§ Document segment:
* * * * * * * * *

Interviewer: What percentage of DUIs that you see are drug related, whether prescription or illegal drugs, versus alcohol?
Court: It is a lower percentage. It definitely happens. I would say maybe one in 10 DUIs is a DUI metabolite. That is what we call it here in Utah. It just means that it is a DUI for a controlled substance, or a metabolite of a controlled substance in your blood.
Interviewer: Have you had cases like that?
Court: Yes, I have.
Interviewer: So whether it is a prescription drug or an illegal drug, do they fall under the same law? Are drug-related DUIs handled differently?
Court: The law is slightly different. It is a different code section in the statute, but it is the same chapter as the alcohol statute. The law says if you are arrested and you have any measurable amount of a controlled substance or a metabolite of a controlled substance in your blood, then that is a DUI per se.
It is treated the same way as if you tested above a .08 alcohol level. So you go through the same basic procedures with the Driver License Division, where your license will be suspended for 120 days automatically and you have the opportunity for a hearing.
For all intents and purposes, the penalties will be the same.

* * * * * * * * *

§ Exercise tasks:
(a) Output the records starting at the line containing "find the beach; drop one marker per instance" and ending at the end of the records as a two-column CSV with the headers request and response. Give one row per request, placing its text and its answer each in a single quoted field with line breaks replaced by spaces.
(b) Write the next part of the interview on drug-related DUIs, picking up after its final sentence.
The records that follow are unrelated to the interview on drug-related DUIs.

§ Object position labeling entries:
* * * * * * * * *

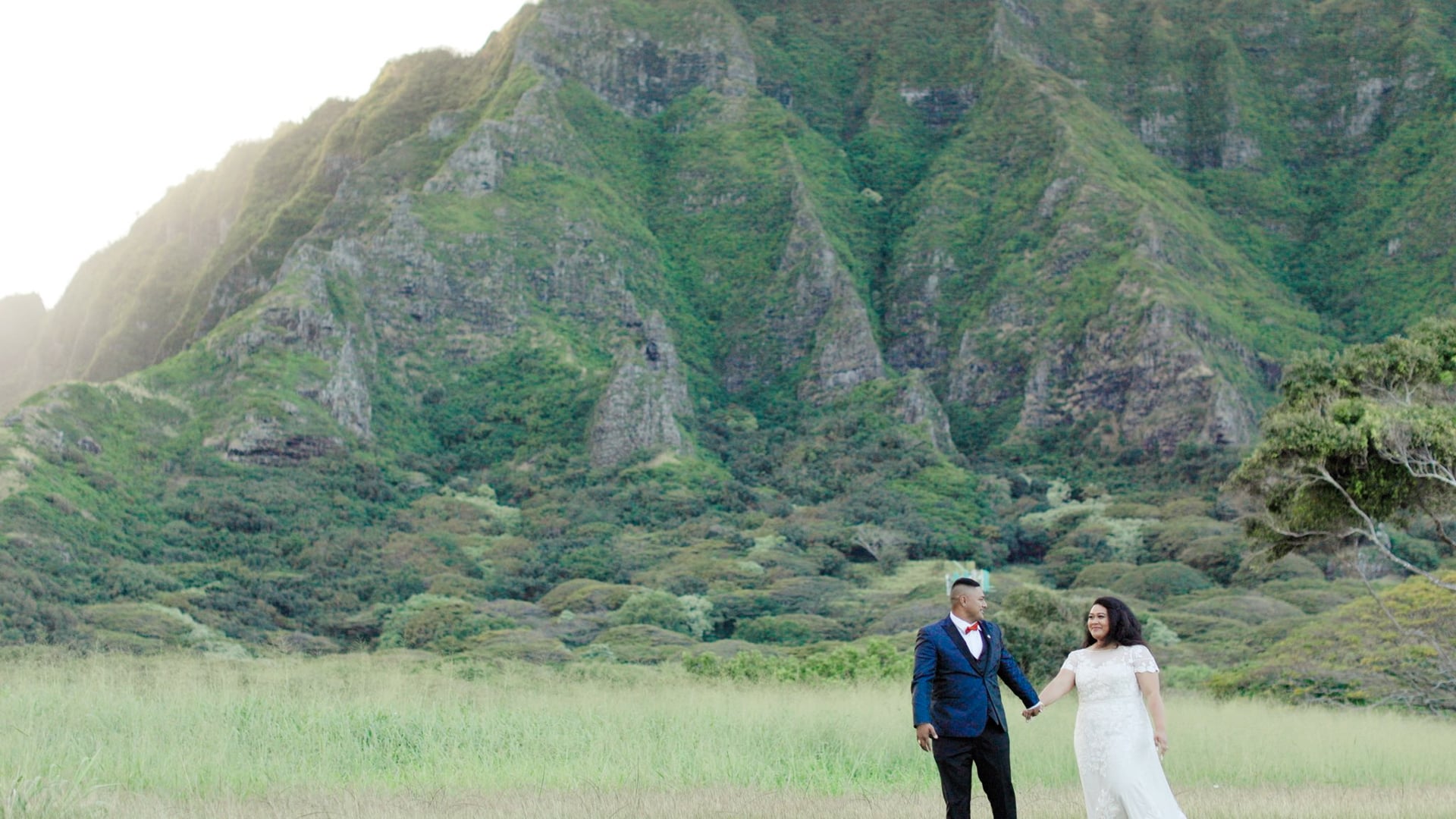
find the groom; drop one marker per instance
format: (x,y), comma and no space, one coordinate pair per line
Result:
(957,703)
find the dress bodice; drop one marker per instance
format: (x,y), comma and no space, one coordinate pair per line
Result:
(1109,673)
(1122,776)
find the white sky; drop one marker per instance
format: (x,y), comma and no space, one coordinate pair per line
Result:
(107,105)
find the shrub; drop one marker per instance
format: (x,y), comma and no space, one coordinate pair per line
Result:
(1260,569)
(653,608)
(435,623)
(642,643)
(1103,575)
(1161,580)
(791,630)
(1248,608)
(519,645)
(873,659)
(1065,564)
(584,595)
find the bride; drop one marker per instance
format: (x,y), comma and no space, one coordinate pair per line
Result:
(1119,754)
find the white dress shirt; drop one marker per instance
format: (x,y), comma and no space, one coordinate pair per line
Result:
(973,640)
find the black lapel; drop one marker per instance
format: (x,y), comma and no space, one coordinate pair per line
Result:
(990,648)
(960,643)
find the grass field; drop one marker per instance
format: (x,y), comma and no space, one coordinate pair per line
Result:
(417,736)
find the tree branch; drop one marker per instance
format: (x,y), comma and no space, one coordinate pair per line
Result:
(1375,535)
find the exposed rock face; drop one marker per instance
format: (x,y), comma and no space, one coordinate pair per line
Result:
(827,321)
(644,401)
(637,72)
(919,407)
(1150,378)
(305,322)
(265,444)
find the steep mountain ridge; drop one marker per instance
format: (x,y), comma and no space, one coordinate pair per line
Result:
(708,297)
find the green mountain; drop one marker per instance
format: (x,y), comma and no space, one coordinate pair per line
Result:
(740,300)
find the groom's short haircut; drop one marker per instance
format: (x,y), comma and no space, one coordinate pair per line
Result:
(963,585)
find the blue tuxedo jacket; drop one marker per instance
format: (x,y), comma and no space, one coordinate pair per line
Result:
(957,692)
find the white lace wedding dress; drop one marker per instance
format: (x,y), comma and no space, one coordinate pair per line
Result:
(1122,774)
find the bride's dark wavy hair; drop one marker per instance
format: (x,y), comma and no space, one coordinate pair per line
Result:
(1122,624)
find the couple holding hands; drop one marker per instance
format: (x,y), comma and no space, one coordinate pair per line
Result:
(959,714)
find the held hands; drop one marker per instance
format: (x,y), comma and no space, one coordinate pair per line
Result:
(924,733)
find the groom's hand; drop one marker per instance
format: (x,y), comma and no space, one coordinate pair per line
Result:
(924,733)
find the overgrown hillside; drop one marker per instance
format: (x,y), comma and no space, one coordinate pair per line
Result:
(670,322)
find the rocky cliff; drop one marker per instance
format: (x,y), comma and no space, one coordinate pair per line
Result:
(677,257)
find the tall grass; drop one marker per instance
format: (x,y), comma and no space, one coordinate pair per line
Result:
(215,733)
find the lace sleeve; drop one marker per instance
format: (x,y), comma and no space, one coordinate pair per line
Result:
(1142,661)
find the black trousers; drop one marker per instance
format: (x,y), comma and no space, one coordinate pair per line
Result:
(990,755)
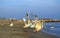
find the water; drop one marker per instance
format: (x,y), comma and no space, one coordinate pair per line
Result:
(55,30)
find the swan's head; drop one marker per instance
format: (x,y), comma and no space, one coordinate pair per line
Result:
(24,19)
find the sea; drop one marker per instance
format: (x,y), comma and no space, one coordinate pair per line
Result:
(52,28)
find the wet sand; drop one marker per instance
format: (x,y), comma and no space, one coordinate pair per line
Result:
(17,31)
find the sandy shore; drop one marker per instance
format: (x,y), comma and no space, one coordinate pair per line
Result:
(16,31)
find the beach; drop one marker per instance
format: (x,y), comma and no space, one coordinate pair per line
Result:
(17,31)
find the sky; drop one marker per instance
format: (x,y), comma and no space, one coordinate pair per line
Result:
(18,8)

* * * * * * * * *

§ Answers per task:
(a)
request,response
"find the beach; drop one marker per instance format: (x,y), comma and no space, one coordinate pair per line Result:","(17,31)"
"find the sky; drop one marker per instance format: (x,y), comma and no space, one coordinate pair per line Result:","(18,8)"

(b)
Interviewer: Let’s talk about prescription drugs first. Suppose you are prescribed a controlled substance that you are supposed to take for your health. If you are pulled over and your blood is tested, of course you will have the metabolites in your bloodstream. Will they still prosecute you and assume you are impaired? What is the reasoning?
Court: Well, there is a distinction that you have to make between two things. One is having an active compound in your blood.
For instance, marijuana is not legally prescribed in Utah but let’s use it just for the sake of explaining. When you smoke marijuana, the active drug in your blood will be THC. A metabolite is something that remains in your blood after the active drug is gone. It basically is a remnant of the active drug.
So if you have a metabolite of THC in your blood, then you are also guilty of operating a vehicle with a metabolite as a controlled substance. However, the metabolite is not active by definition.
So if you smoked marijuana say two weeks ago, get pulled over for a DUI and get your blood tested, then you will have metabolites of THC in your blood. That will make you guilty per se of a DUI.
Now suppose you have a prescription drug such as Xanax or Ambien. A lot of these have to do with Ambien, actually. That seems to be the most common prescription drug DUI that you see.
If you have active Ambien, the active drug in your blood, then you are going to be guilty of driving with that measurable controlled substance. If you have a metabolite of the Ambien that is not active, it is a little different if you have a valid prescription. Then, you have an affirmative defense to prosecution.
So if you get arrested for DUI and you are taking Ambien regularly because it is prescribed to you by your doctor- but it is not active in your system at that time- then they will not be able to convict you under the per se part of the statute.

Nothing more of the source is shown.